THE INPUT Start Marker
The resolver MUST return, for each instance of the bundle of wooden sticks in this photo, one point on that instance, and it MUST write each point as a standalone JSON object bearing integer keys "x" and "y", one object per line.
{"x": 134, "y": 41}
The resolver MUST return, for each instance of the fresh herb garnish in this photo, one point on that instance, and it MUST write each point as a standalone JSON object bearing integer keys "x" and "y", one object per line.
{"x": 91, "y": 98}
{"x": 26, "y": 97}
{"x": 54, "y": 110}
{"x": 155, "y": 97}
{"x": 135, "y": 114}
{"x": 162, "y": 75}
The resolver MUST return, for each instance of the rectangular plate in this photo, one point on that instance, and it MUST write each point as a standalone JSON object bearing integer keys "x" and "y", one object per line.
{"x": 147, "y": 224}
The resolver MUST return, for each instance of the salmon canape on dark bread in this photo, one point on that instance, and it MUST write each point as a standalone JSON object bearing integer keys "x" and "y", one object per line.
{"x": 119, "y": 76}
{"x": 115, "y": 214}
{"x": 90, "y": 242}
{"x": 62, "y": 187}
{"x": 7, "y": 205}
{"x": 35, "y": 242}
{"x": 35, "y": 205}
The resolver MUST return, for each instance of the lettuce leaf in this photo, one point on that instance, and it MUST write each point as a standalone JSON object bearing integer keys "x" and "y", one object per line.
THE INPUT End Marker
§ WORK ITEM: Quote each line of the data above exactly as written.

§ WRITTEN ANSWER:
The resolver MUST return, for each instance of the bundle of wooden sticks in this photo, one point on that instance, and it MUST write each point as a standalone JSON object bearing integer keys "x" and "y", one object per line.
{"x": 134, "y": 41}
The resolver MUST return, for each instance of the fresh herb garnish in this photo, one point on that instance, and it MUST write each point as a standalone JSON object bearing integer keys "x" and "y", one object per line.
{"x": 91, "y": 98}
{"x": 26, "y": 97}
{"x": 54, "y": 110}
{"x": 155, "y": 97}
{"x": 135, "y": 114}
{"x": 162, "y": 75}
The resolver MUST return, for each instance of the rectangular plate in this photo, one point on that instance, and it MUST write each point as a standalone JSON object bearing integer keys "x" and "y", one object per line.
{"x": 147, "y": 224}
The resolver MUST return, for each instance of the salmon canape on dark bread in this photo, one point on that instance, and it MUST write each point as a standalone JSON object bearing integer keys "x" and "y", one object per line.
{"x": 119, "y": 76}
{"x": 115, "y": 214}
{"x": 90, "y": 242}
{"x": 62, "y": 187}
{"x": 7, "y": 205}
{"x": 35, "y": 242}
{"x": 35, "y": 205}
The resolver MUST return, for each instance of the lettuce leaf in this photo, one point on that instance, and it MUST write each point as a standalone JSON object bearing integer keys "x" and "y", one object per line.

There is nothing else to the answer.